- **GOAL OF THE EXERCISE**: The result should consist solely of the line containing "tire in the photo above." and the lines that follow it below, each reproduced exactly, the last line included.

** Opening SUPPLIED INFORMATION block **

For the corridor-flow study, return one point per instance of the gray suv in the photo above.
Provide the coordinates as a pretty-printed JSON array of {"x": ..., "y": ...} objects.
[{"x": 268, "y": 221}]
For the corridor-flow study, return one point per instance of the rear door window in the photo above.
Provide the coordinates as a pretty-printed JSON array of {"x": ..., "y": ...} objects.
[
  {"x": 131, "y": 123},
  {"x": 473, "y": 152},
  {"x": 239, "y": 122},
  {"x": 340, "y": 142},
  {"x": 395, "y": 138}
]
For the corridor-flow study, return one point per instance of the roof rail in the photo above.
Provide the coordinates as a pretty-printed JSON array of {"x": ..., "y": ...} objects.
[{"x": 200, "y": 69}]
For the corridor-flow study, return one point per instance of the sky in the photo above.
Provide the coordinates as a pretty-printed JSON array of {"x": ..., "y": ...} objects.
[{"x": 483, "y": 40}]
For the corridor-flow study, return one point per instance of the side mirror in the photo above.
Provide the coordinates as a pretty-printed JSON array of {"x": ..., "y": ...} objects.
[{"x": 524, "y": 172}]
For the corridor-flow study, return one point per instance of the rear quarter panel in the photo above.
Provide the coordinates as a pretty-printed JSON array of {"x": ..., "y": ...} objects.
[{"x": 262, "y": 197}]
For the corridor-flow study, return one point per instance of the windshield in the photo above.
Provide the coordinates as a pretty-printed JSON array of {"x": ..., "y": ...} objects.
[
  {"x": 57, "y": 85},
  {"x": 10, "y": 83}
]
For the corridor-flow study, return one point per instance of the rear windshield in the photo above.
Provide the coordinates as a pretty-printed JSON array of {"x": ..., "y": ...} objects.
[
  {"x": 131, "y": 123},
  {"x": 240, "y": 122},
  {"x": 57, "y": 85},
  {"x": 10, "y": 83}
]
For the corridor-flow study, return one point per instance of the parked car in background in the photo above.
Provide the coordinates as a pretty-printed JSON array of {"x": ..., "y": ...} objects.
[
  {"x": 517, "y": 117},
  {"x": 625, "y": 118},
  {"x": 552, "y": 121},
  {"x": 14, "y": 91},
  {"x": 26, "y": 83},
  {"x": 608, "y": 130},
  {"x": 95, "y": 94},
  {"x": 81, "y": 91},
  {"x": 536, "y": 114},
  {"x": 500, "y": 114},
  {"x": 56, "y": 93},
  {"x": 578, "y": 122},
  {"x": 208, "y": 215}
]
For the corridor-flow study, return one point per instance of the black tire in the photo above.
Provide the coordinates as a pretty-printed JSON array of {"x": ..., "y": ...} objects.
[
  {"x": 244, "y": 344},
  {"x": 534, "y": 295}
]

** Closing SUPPLIED INFORMATION block **

- **TASK RESULT**:
For the corridor-flow study, return one point per instance of the black tire in the photo above.
Provide the coordinates as a pretty-printed JSON array of {"x": ..., "y": ...} objects.
[
  {"x": 244, "y": 344},
  {"x": 534, "y": 295}
]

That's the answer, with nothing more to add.